──────── Exercise data ────────

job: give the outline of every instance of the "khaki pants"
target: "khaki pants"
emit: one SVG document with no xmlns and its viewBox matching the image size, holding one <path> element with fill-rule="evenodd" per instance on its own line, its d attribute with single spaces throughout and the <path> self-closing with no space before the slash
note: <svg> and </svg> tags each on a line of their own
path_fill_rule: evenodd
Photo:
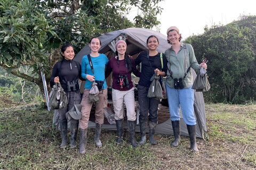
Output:
<svg viewBox="0 0 256 170">
<path fill-rule="evenodd" d="M 124 118 L 124 102 L 126 107 L 126 115 L 128 121 L 135 121 L 134 89 L 126 91 L 120 91 L 112 89 L 112 99 L 113 100 L 115 119 L 119 120 Z"/>
<path fill-rule="evenodd" d="M 90 89 L 84 89 L 83 98 L 82 99 L 81 115 L 82 118 L 79 120 L 79 128 L 86 129 L 88 128 L 88 122 L 92 103 L 89 100 L 89 92 Z M 102 92 L 103 91 L 103 92 Z M 104 89 L 99 93 L 99 103 L 96 103 L 95 109 L 95 123 L 102 124 L 104 122 L 104 109 L 107 104 L 107 89 Z"/>
</svg>

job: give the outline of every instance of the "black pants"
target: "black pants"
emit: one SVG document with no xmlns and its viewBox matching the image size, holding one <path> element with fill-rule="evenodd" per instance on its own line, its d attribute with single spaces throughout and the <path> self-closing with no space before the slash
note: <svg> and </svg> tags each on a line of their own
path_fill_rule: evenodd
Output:
<svg viewBox="0 0 256 170">
<path fill-rule="evenodd" d="M 139 104 L 140 105 L 140 122 L 143 123 L 147 121 L 149 115 L 149 121 L 157 122 L 157 110 L 159 100 L 153 98 L 148 98 L 149 87 L 138 85 Z"/>
<path fill-rule="evenodd" d="M 66 92 L 66 95 L 68 99 L 68 104 L 65 107 L 59 109 L 59 121 L 67 121 L 66 113 L 74 106 L 74 104 L 79 104 L 81 103 L 81 96 L 79 92 Z"/>
</svg>

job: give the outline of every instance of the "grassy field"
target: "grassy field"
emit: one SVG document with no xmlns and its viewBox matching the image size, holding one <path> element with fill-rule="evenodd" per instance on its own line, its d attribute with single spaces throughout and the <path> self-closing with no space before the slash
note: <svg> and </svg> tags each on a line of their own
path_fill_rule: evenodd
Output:
<svg viewBox="0 0 256 170">
<path fill-rule="evenodd" d="M 189 149 L 188 137 L 172 148 L 173 136 L 157 134 L 158 144 L 134 149 L 127 132 L 117 146 L 116 132 L 108 130 L 97 148 L 90 129 L 87 152 L 81 155 L 78 147 L 59 147 L 52 112 L 36 106 L 2 109 L 0 169 L 256 169 L 256 105 L 206 104 L 206 109 L 207 138 L 197 139 L 197 153 Z"/>
</svg>

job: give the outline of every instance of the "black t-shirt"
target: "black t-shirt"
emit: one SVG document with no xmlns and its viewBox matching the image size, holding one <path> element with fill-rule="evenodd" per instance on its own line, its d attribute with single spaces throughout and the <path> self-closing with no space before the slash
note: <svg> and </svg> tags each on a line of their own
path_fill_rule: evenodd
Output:
<svg viewBox="0 0 256 170">
<path fill-rule="evenodd" d="M 51 76 L 50 85 L 54 84 L 54 78 L 59 76 L 60 82 L 64 91 L 67 91 L 67 82 L 74 81 L 77 91 L 79 90 L 78 78 L 81 78 L 81 66 L 80 63 L 75 61 L 63 60 L 58 62 L 53 66 Z M 71 89 L 72 90 L 72 89 Z"/>
<path fill-rule="evenodd" d="M 162 69 L 160 53 L 154 56 L 148 56 L 148 52 L 141 53 L 135 60 L 136 65 L 141 63 L 141 74 L 140 77 L 139 84 L 145 87 L 149 87 L 151 84 L 151 77 L 155 74 L 154 70 L 158 69 L 159 70 L 166 73 L 167 60 L 163 53 L 163 67 Z"/>
</svg>

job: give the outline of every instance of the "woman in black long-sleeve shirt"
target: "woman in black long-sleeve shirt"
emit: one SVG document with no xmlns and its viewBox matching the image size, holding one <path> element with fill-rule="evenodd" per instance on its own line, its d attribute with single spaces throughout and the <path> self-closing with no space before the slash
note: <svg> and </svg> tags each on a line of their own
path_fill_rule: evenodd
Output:
<svg viewBox="0 0 256 170">
<path fill-rule="evenodd" d="M 61 47 L 62 60 L 58 62 L 53 66 L 50 84 L 52 87 L 55 83 L 60 83 L 68 99 L 68 104 L 65 107 L 59 109 L 59 123 L 60 126 L 62 142 L 61 148 L 65 147 L 68 143 L 68 122 L 66 113 L 74 105 L 80 104 L 81 95 L 79 92 L 78 79 L 81 75 L 81 66 L 78 62 L 73 61 L 75 57 L 73 47 L 66 44 Z M 76 147 L 76 139 L 78 126 L 78 120 L 70 120 L 70 147 Z"/>
</svg>

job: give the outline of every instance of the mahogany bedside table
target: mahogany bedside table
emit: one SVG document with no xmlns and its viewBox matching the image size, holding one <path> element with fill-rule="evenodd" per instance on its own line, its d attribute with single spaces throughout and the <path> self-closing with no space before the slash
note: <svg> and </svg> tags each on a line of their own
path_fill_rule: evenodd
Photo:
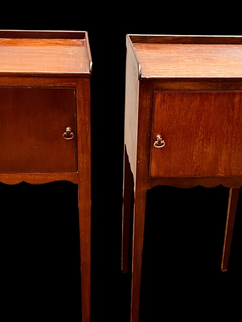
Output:
<svg viewBox="0 0 242 322">
<path fill-rule="evenodd" d="M 242 37 L 126 40 L 122 270 L 134 192 L 131 321 L 138 322 L 148 189 L 230 188 L 221 265 L 227 270 L 242 186 Z"/>
<path fill-rule="evenodd" d="M 0 30 L 0 182 L 78 185 L 83 322 L 90 315 L 90 76 L 85 31 Z"/>
</svg>

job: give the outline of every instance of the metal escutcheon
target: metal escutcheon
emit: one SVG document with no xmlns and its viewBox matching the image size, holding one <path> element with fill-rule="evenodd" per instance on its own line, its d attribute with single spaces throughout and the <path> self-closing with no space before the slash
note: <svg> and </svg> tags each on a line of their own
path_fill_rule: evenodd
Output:
<svg viewBox="0 0 242 322">
<path fill-rule="evenodd" d="M 154 146 L 155 147 L 163 147 L 165 144 L 165 142 L 164 140 L 162 140 L 161 136 L 160 134 L 158 134 L 155 137 L 156 141 L 154 142 Z"/>
<path fill-rule="evenodd" d="M 68 126 L 66 129 L 66 132 L 62 134 L 62 136 L 66 140 L 71 140 L 74 137 L 74 134 L 72 132 L 72 128 Z"/>
</svg>

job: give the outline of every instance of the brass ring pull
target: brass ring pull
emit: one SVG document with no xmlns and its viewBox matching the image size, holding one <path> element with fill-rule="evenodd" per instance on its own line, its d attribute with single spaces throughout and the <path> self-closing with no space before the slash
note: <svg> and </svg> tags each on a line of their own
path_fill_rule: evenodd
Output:
<svg viewBox="0 0 242 322">
<path fill-rule="evenodd" d="M 66 140 L 71 140 L 74 137 L 74 134 L 72 132 L 72 128 L 68 126 L 66 129 L 66 132 L 62 134 L 62 136 Z"/>
<path fill-rule="evenodd" d="M 164 140 L 162 140 L 161 136 L 160 134 L 158 134 L 156 136 L 156 141 L 154 142 L 154 146 L 155 147 L 163 147 L 165 144 L 165 142 Z"/>
</svg>

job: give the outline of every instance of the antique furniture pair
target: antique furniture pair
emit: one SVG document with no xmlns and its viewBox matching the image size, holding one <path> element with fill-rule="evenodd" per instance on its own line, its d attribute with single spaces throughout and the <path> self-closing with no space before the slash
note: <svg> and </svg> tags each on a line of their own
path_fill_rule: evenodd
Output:
<svg viewBox="0 0 242 322">
<path fill-rule="evenodd" d="M 127 35 L 122 269 L 134 192 L 132 322 L 148 189 L 230 188 L 227 269 L 242 185 L 241 45 L 239 36 Z M 0 31 L 0 182 L 78 185 L 83 322 L 90 319 L 92 69 L 86 32 Z"/>
</svg>

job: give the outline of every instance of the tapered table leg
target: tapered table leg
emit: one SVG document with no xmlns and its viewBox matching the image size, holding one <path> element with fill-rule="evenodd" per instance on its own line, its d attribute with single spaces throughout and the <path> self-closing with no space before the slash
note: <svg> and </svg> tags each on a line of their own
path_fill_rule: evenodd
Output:
<svg viewBox="0 0 242 322">
<path fill-rule="evenodd" d="M 139 186 L 139 184 L 137 185 Z M 131 322 L 138 322 L 147 190 L 135 191 L 131 290 Z"/>
<path fill-rule="evenodd" d="M 227 213 L 225 233 L 224 235 L 223 255 L 221 267 L 223 272 L 225 272 L 228 269 L 229 253 L 232 243 L 233 226 L 235 220 L 237 204 L 239 194 L 239 188 L 230 188 L 229 190 L 228 211 Z"/>
<path fill-rule="evenodd" d="M 133 209 L 133 176 L 125 147 L 122 221 L 122 262 L 123 273 L 128 272 L 131 212 Z"/>
</svg>

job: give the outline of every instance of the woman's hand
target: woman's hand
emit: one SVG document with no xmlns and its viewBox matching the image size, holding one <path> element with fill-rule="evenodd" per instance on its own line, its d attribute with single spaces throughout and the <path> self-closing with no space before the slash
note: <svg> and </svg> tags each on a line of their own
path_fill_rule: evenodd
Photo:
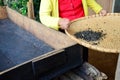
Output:
<svg viewBox="0 0 120 80">
<path fill-rule="evenodd" d="M 99 14 L 102 15 L 102 16 L 105 16 L 105 15 L 107 15 L 107 11 L 104 10 L 104 9 L 102 9 L 102 10 L 99 12 Z"/>
<path fill-rule="evenodd" d="M 61 29 L 67 29 L 69 27 L 70 20 L 67 18 L 59 19 L 58 25 Z"/>
</svg>

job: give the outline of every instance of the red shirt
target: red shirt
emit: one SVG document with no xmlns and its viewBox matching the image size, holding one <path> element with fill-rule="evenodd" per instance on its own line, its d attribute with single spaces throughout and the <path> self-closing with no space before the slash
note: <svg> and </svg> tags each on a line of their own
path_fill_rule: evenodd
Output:
<svg viewBox="0 0 120 80">
<path fill-rule="evenodd" d="M 82 0 L 58 0 L 59 16 L 70 20 L 84 16 Z"/>
</svg>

────────

● Required task: Arrange the items in the stretch from the start through the line containing "124 118 L 124" as a two-column CSV with the columns "ask" and "response", one row per item, and put each item's text and answer in one quoted field, with line breaks replaced by spaces. Leave the pictures out of the answer.

● Reply to the task:
ask,response
"job: give the outline of every instance of the ""khaki pants"" target: ""khaki pants"" emit: one SVG document with no xmlns and its viewBox matching the image size, holding one <path> element with fill-rule=""evenodd"" per instance on its own line, its d attribute with single spaces throughout and the <path> self-closing with no space before the slash note: <svg> and </svg> tags each on a line of their own path_fill_rule: evenodd Photo: Output:","<svg viewBox=""0 0 256 170""> <path fill-rule=""evenodd"" d=""M 124 118 L 124 102 L 126 107 L 126 115 L 128 121 L 135 121 L 134 89 L 126 91 L 120 91 L 112 89 L 112 99 L 113 100 L 115 119 L 119 120 Z""/>"